Источник
------------

Александр Солженицын - Август Четырнадцатого
Между тем ход мысли Воротынцева строго логичен. Вопрос: «А почему мы здесь? Не на полянке этой, не в окружении здесь, а… вообще на этой войне?» настиг полковника, когда он «ходил на полянке часовым, под звёздами» (81). То, что открывается здесь герою, может (и должно быть) истолковано на трёх уровнях. Высший – война вообще есть «противное человеческому разуму и всей человеческой природе событие» (Толстой, зачин третьего тома «Войны и мира»). Воротынцев чувствует эту высшую правду примерно так же, как лежащий на поле Аустерлица князь Андрей или герой лермонтовского стихотворения «Валерик» («Я думал: жалкий человек./ Чего он хочет!.. Небо ясно,/ Под небом места много всем,/ Но беспрестанно и напрасно/ Один враждует он – зачем?»). Упоминание «звёзд», издавна символизирующих мировую гармонию, отсылает читателя и к сцене ухода Самсонова (вспомним «единственную звёздочку», на которую он молился – в том же Грюнфлисском лесу, где бодрствует Воротынцев (48)) и к раздумьям Смысловского в разговоре «под звёздами» с Нечволодовым («Дерёмся за какую-то станцию Ротфлис. А вся земля наша <…> Блудный сын царственного светила. Только и живёт подаянием отцовского света и тепла. Но с каждым годом всё меньше, атмосфера беднеет кислородом. Придёт час – наше тёплое одеяло износится, и всякая жизнь на Земле погибнет… Если б это непрерывно все помнили – что б нам тогда Восточная Пруссия?.. Сербия?..» (21).[28]
Следующий уровень – общеполитический. Сегодняшней России (не решившей множества экономических и социальных задач, не изжившей до конца язву революции, не сумевшей достигнуть общественного согласия и правильно выстроить отношения власти, народа и образованного сословия) война не нужна и опасна, и тем более губительно для неё стремительное вступление в войну.
Наконец, уровень третий – собственно военный. Русская армия воюет плохо – не только из-за того, что план кампании составлен бездарно, а среди генералов немало трусов и карьеристов, но и потому, что к новой войне она вообще не готова (явно недостаточно вооружена, экипирована, обучена).

------------

(Строки набора данных)
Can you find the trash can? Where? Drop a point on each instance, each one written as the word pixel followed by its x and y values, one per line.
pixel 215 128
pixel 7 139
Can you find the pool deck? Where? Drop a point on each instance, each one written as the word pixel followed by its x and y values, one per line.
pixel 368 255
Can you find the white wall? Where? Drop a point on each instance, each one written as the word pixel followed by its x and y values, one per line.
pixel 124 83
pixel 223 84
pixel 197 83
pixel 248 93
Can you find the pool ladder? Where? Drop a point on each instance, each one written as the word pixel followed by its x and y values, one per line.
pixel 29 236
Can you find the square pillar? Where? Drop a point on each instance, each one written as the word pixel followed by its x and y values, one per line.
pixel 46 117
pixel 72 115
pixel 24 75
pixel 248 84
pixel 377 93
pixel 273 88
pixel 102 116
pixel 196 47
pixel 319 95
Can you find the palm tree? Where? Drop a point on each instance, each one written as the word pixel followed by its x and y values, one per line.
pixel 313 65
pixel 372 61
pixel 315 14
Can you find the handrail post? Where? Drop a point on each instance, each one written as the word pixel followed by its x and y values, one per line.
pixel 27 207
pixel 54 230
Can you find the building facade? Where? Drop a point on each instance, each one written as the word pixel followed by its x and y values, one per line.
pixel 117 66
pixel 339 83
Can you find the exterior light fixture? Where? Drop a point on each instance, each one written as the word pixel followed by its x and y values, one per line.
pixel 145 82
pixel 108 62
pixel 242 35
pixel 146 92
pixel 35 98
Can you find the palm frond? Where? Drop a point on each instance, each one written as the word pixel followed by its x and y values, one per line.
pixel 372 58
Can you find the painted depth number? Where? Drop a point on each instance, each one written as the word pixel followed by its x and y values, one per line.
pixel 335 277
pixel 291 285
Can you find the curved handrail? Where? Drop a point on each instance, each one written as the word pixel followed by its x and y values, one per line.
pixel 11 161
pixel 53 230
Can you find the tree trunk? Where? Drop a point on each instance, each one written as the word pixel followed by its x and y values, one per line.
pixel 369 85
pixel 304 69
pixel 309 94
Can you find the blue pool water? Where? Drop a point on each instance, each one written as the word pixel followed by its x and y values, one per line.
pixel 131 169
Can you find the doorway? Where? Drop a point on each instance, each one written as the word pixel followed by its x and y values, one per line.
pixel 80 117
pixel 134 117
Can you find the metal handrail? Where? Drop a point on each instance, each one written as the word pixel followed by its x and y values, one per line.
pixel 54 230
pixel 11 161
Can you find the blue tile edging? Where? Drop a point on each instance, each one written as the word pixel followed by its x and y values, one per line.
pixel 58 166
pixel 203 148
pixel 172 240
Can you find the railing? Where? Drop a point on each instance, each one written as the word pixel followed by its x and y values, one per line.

------------

Задание
Пожалуйста, ответьте на вопросы по фрагменту об «Августе Четырнадцатого»:
1. Что делал Воротынцев, когда его настиг вопрос «А почему мы здесь?»?
2. Как назван второй уровень, на котором истолковывается открывшееся герою?
3. В чём, согласно фрагменту, проявляется неготовность русской армии к новой войне?
Отвечайте только по фрагменту.

Полный ответ
1. Он «ходил на полянке часовым, под звёздами».
2. Общеполитический.
3. Армия явно недостаточно вооружена, экипирована и обучена.